Quoted text:
════════════════════

-
Notifications
You must be signed in to change notification settings - Fork 329
Description
First and foremost, I would like to express my sincere gratitude for your excellent work!
I have encountered the following issue and suspect that it might be a bug 🐛?
When training, set the "pos_enc" of "CropRandomizer" to true, as shown in the following code:
"obs_randomizer_class": "CropRandomizer",
"obs_randomizer_kwargs": {
"crop_height": 116,
"crop_width": 116,
"num_crops": 1,
"pos_enc": true
At this point, the dimension of the input image is 5 channels (three RGB channels plus two channels for position encoding)
However, during the evaluation, the following function(/robomimic/models/obs_core.py) did not perform positional encoding but only performed center cropping.
def _forward_in_eval(self, inputs):
"""
Do center crops during eval
"""
assert len(inputs.shape) >= 3 # must have at least (C, H, W) dimensions
inputs = inputs.permute(*range(inputs.dim()-3), inputs.dim()-2, inputs.dim()-1, inputs.dim()-3)
out = ObsUtils.center_crop(inputs, self.crop_height, self.crop_width)
out = out.permute(*range(out.dim()-3), out.dim()-1, out.dim()-3, out.dim()-2)
return out
However, in the code(/robomimic/models/obs_core.py) for training, there is a mechanism for handling positional encoding:
def _forward_in(self, inputs):
"""
Samples N random crops for each input in the batch, and then reshapes
inputs to [B * N, ...].
"""
assert len(inputs.shape) >= 3 # must have at least (C, H, W) dimensions
out, _ = ObsUtils.sample_random_image_crops(
images=inputs,
crop_height=self.crop_height,
crop_width=self.crop_width,
num_crops=self.num_crops,
pos_enc=self.pos_enc,
)

════════════════════

Extracted data:
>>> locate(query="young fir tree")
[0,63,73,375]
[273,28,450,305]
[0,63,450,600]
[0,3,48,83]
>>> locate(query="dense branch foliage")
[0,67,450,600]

════════════════════

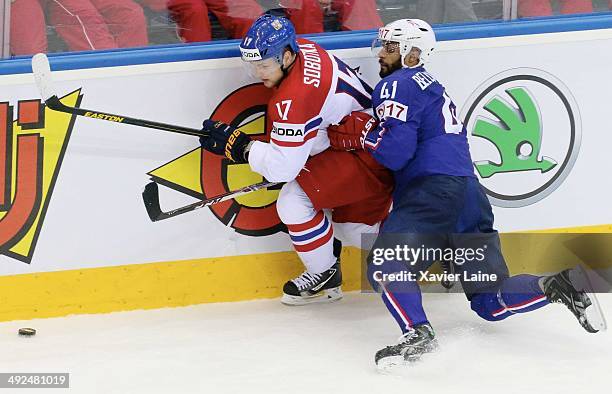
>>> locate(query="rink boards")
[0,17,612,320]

════════════════════

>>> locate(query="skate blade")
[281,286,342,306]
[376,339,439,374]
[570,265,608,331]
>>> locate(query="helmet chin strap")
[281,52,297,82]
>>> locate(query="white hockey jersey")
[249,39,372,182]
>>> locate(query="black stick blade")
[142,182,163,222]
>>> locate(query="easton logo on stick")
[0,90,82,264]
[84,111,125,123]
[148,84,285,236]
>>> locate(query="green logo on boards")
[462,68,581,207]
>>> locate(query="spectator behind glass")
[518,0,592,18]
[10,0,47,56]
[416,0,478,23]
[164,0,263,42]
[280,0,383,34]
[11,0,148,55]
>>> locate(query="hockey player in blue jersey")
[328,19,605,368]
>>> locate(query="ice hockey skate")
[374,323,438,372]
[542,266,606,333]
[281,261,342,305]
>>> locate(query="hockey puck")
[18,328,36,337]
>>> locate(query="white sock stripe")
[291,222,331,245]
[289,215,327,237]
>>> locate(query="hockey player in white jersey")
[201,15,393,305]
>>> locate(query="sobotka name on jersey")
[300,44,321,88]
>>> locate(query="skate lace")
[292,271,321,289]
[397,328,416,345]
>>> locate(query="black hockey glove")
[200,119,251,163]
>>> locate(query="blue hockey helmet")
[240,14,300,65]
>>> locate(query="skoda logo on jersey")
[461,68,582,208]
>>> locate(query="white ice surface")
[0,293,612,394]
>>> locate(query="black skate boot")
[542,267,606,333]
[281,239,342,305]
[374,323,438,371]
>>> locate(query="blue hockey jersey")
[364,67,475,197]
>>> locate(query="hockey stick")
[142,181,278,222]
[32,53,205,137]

════════════════════

In the issue about CropRandomizer, how many channels does the input image have during training when "pos_enc" is set to true?

Five channels: three RGB channels plus two channels for position encoding.